(Box-labeled dataset extracts)

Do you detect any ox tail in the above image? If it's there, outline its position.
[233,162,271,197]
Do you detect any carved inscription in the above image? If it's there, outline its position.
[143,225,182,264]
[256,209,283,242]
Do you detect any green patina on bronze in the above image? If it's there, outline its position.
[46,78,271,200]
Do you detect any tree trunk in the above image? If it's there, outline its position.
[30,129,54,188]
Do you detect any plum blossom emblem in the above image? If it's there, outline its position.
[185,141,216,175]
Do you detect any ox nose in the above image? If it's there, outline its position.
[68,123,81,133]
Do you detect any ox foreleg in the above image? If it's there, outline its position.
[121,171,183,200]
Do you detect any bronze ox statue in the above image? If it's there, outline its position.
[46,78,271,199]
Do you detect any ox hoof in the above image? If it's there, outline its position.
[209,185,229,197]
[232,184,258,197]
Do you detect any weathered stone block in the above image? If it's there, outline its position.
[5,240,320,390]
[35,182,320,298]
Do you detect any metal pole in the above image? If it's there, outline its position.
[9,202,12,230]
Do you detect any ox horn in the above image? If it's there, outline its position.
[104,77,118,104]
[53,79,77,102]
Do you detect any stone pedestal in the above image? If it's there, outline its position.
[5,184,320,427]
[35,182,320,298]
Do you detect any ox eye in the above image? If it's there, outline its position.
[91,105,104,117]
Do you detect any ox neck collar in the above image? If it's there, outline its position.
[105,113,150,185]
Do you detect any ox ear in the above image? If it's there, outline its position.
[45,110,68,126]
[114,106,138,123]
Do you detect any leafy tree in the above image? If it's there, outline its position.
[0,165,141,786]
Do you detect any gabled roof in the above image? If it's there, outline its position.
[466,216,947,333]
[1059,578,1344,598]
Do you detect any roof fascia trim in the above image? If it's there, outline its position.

Task requirements - Copy out the stretch of the listing from the line containing "Do you detect any ox neck" through the end of the listing, changing nothing.

Task result -
Do you detect any ox neck collar in the above image? If it's there, outline its position.
[105,113,150,185]
Do you detect any ox ear in the above image? If it's there, outline its position.
[45,110,68,126]
[114,106,138,123]
Do you detect any leafy tree in the above image? If it's there, outline its position.
[0,165,141,786]
Do you detect any gabled roof in the above image? If it's there, outline its position.
[466,216,947,333]
[1059,578,1344,598]
Do you detect any roof fascia trim in the above image? If it's there, outline its position.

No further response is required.